Stored dataset items:
============

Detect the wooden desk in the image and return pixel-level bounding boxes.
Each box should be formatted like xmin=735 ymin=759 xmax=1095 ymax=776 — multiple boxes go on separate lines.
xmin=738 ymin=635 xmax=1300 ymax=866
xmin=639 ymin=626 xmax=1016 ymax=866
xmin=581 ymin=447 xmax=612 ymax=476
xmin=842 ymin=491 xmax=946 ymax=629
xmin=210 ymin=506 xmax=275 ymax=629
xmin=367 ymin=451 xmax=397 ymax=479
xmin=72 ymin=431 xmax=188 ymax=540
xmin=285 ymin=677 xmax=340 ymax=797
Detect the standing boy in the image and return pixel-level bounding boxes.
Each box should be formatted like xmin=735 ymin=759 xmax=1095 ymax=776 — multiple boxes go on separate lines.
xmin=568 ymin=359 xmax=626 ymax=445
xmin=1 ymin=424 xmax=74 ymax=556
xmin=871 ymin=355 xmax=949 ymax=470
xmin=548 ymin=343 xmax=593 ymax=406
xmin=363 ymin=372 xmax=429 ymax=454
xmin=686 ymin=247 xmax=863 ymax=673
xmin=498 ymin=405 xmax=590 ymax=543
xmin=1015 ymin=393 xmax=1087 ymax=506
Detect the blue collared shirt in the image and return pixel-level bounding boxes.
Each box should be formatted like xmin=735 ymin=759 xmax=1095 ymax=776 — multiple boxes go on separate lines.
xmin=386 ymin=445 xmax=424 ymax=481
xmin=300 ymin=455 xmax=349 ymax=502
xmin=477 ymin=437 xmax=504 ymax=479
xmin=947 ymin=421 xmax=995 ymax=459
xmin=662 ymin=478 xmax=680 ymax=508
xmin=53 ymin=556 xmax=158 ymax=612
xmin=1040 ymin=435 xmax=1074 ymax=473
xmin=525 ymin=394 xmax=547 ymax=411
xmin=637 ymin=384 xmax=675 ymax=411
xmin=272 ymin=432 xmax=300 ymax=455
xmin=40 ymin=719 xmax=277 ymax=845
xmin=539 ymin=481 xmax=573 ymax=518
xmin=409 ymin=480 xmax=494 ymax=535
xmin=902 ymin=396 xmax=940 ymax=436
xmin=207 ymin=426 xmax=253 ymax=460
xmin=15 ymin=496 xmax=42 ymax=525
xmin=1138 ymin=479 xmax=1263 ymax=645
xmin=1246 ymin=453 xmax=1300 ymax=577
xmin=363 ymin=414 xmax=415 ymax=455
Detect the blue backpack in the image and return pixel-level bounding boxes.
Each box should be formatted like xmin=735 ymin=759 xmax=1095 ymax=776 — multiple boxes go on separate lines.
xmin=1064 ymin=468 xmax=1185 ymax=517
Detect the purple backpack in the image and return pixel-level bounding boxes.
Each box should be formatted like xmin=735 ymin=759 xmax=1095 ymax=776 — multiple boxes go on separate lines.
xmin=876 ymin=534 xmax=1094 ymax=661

============

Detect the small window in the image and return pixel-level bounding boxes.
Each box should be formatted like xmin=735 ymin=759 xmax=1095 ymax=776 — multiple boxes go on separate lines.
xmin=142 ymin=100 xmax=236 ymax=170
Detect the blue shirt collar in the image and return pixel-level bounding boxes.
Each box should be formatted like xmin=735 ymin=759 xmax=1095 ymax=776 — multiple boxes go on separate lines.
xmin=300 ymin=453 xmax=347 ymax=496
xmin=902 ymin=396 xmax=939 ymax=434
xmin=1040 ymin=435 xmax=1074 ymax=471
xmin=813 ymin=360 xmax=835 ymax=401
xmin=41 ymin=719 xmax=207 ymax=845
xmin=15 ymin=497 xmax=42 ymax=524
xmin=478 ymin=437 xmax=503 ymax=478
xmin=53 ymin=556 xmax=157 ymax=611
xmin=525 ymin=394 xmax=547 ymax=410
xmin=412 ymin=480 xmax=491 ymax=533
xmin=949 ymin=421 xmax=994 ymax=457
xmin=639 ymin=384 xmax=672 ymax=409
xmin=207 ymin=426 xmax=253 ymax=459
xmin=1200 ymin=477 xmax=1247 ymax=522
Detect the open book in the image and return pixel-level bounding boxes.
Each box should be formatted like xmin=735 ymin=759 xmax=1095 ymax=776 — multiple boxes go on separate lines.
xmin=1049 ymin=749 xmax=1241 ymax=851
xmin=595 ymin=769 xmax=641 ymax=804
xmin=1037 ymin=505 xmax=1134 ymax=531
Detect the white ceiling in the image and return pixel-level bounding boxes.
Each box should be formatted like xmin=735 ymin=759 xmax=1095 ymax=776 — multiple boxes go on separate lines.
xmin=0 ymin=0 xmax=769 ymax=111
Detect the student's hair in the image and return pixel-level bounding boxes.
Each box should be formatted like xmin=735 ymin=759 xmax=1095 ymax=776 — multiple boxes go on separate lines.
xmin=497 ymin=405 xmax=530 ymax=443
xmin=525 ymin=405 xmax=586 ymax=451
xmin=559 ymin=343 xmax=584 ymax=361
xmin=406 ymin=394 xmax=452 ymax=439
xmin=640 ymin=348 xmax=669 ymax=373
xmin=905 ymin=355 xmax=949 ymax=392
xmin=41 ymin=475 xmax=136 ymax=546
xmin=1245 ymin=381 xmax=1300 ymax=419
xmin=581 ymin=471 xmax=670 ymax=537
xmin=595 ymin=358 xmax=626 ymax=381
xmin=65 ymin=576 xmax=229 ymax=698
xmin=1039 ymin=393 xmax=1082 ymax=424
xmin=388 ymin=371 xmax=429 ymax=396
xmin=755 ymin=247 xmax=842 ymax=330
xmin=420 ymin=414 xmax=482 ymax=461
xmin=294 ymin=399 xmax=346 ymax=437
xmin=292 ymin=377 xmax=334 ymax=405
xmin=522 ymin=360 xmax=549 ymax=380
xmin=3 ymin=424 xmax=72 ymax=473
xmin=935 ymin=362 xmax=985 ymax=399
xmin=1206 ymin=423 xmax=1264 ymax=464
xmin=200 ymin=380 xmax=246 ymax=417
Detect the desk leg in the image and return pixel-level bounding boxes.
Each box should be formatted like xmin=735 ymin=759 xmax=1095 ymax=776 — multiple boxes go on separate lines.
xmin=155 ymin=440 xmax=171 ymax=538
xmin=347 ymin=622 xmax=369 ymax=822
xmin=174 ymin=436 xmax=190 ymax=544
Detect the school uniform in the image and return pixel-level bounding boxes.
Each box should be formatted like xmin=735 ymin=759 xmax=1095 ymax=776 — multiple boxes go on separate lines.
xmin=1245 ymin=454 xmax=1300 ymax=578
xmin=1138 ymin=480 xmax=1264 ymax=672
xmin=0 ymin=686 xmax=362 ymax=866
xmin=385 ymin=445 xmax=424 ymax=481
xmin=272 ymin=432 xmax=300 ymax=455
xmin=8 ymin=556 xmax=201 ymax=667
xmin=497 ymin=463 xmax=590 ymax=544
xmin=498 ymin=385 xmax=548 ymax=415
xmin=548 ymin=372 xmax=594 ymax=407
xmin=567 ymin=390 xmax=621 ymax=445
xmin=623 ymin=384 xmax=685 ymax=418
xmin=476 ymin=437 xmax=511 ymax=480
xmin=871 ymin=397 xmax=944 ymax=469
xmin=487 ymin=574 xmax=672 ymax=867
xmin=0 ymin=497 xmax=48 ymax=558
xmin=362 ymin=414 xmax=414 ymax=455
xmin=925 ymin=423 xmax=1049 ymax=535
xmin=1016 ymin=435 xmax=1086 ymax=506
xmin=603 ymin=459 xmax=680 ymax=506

============

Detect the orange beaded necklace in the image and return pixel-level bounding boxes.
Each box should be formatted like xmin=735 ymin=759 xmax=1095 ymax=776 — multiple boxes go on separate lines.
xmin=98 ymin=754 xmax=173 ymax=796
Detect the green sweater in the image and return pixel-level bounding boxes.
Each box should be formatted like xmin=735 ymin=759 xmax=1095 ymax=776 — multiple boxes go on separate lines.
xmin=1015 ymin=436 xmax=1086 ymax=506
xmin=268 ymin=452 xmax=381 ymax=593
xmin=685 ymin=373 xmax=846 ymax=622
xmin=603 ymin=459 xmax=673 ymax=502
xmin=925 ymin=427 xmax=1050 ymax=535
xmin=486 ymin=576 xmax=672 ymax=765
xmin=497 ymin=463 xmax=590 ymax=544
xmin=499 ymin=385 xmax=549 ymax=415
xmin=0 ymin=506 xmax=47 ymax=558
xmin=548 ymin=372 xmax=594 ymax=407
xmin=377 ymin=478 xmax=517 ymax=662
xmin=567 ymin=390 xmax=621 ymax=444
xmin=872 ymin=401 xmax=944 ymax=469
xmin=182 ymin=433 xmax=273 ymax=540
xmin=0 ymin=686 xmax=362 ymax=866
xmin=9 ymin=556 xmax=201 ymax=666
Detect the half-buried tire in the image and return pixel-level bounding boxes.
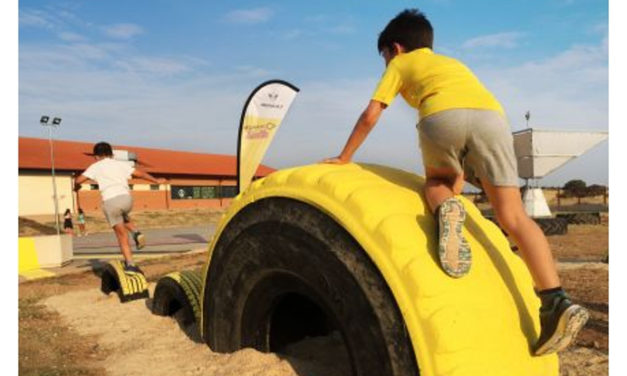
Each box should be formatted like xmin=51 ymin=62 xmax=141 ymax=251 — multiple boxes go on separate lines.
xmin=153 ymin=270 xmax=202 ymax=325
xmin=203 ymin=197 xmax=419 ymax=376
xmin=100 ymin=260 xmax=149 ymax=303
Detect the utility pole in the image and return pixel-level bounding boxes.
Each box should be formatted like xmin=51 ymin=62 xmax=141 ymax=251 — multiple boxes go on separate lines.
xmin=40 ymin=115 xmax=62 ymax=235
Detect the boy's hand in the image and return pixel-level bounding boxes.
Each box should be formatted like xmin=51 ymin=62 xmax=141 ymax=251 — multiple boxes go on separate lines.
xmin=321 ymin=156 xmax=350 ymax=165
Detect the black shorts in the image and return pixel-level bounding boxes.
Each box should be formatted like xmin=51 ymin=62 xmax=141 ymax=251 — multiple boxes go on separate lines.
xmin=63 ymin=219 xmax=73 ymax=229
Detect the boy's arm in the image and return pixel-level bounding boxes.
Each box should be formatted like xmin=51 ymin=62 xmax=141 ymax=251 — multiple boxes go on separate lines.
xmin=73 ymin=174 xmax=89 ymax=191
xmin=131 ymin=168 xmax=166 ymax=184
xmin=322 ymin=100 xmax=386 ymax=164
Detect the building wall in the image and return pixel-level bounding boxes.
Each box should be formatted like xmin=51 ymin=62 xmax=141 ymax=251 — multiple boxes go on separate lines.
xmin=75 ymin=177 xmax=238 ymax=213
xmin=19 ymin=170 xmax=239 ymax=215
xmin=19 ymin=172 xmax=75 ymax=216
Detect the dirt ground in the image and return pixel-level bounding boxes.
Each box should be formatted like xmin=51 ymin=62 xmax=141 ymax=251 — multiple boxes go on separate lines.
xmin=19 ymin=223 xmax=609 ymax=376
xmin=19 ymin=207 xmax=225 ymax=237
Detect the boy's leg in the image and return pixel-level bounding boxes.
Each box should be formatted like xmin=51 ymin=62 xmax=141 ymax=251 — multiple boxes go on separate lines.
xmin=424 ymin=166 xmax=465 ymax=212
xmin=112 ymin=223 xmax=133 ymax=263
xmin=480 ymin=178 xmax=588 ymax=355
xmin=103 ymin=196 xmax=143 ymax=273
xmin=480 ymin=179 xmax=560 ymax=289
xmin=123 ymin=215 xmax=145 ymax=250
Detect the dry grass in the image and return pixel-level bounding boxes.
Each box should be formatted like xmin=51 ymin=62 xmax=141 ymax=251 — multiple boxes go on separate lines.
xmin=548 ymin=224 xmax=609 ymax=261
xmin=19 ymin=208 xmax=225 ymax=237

============

YOUR GOAL: Show every line above in which the word "shirt" occurs.

TASK ANSWER:
Detect the blue collared shirt in the image and return pixel-level bounding boxes.
Detect the blue shirt collar in the image and return pixel-level bounding boxes.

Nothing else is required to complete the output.